Voci per l'etichettatura dei riquadri di delimitazione:
▼▼▼

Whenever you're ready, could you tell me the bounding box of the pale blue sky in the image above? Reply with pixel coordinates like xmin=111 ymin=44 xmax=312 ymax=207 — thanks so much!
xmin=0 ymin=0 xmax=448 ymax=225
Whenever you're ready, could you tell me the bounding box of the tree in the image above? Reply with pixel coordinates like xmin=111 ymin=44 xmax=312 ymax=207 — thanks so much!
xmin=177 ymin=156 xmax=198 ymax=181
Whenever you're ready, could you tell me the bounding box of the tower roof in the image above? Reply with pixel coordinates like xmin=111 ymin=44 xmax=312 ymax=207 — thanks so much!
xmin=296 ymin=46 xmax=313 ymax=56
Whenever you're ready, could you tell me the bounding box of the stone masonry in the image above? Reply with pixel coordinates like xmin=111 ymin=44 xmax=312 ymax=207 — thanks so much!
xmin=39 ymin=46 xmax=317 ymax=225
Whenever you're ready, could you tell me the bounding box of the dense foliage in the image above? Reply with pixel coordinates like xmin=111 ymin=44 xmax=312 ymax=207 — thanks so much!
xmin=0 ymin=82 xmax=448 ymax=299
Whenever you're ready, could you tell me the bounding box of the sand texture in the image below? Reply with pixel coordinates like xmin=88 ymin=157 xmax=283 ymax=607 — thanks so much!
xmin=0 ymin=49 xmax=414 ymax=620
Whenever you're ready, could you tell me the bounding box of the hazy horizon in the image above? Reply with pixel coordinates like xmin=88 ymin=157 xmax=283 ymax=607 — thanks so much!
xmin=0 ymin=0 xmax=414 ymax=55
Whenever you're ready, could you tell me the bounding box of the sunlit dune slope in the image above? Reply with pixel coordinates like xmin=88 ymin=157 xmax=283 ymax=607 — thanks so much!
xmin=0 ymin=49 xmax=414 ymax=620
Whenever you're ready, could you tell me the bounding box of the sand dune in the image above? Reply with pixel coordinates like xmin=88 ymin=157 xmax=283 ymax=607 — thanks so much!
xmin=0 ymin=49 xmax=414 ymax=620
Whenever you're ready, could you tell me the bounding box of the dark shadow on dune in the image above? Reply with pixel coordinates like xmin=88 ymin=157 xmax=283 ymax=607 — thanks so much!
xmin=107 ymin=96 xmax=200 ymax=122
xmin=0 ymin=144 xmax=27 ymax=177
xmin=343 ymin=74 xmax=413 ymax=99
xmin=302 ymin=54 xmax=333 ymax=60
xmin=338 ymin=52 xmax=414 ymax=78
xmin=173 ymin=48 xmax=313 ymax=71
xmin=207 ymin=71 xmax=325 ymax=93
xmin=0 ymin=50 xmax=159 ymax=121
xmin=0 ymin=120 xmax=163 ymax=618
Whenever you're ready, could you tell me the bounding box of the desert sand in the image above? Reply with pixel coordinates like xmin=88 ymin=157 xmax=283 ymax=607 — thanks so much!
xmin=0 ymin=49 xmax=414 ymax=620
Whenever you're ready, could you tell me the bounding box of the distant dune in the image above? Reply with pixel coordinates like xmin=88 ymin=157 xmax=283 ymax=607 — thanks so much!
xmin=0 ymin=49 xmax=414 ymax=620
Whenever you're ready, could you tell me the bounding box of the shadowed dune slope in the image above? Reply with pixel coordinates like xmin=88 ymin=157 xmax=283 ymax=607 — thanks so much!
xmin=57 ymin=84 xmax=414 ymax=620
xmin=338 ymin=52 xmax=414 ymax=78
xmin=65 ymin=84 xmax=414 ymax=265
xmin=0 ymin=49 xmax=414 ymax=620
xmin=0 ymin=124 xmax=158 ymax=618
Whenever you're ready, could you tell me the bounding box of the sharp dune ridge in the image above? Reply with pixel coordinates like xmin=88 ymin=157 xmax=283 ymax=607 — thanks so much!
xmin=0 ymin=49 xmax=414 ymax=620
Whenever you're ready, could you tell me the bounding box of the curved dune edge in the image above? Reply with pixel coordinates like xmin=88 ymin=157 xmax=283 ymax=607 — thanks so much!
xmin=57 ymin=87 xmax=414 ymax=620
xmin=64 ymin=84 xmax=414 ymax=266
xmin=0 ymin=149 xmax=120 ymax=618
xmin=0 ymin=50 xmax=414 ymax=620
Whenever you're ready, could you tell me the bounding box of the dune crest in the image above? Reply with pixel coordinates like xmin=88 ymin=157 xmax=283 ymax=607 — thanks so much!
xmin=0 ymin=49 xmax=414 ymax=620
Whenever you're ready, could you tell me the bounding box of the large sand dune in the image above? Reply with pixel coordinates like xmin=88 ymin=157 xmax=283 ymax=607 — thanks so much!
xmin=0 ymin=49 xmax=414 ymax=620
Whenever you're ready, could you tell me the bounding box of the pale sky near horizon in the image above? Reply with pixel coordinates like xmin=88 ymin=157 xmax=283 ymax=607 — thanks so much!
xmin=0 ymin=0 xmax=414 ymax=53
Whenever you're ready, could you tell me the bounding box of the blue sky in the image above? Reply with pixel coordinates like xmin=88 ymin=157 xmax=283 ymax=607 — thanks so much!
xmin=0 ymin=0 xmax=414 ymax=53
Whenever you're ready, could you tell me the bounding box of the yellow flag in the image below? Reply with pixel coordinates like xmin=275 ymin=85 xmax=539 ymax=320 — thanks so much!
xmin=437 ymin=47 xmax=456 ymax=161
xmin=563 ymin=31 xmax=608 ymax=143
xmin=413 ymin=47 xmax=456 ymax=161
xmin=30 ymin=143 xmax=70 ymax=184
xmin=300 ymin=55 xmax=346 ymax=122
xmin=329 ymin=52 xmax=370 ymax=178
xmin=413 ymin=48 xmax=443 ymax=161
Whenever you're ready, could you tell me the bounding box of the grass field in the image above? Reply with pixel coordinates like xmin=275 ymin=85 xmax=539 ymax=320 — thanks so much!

▲▲▲

- Problema scritto -
Puoi riscrivere tutte le righe, nessuna esclusa, partendo da quella che contiene "of the blue" e fermandoti dopo quella che contiene "xmin=413 ymin=48 xmax=443 ymax=161"? Nelle risposte aumenta di 29 ogni numero delle coordinate, lasciando invariate le coordinate d'esempio.

- Risposta al problema -
Whenever you're ready, could you tell me the bounding box of the blue sky in the image above? Reply with pixel coordinates like xmin=88 ymin=157 xmax=283 ymax=607 — thanks so much!
xmin=29 ymin=29 xmax=443 ymax=82
Whenever you're ready, could you tell me the bounding box of the yellow flag in the image below? Reply with pixel coordinates like xmin=275 ymin=85 xmax=539 ymax=320 — thanks so much!
xmin=466 ymin=76 xmax=485 ymax=190
xmin=592 ymin=60 xmax=637 ymax=172
xmin=442 ymin=76 xmax=485 ymax=190
xmin=59 ymin=172 xmax=99 ymax=213
xmin=329 ymin=84 xmax=375 ymax=151
xmin=358 ymin=81 xmax=399 ymax=207
xmin=442 ymin=77 xmax=472 ymax=190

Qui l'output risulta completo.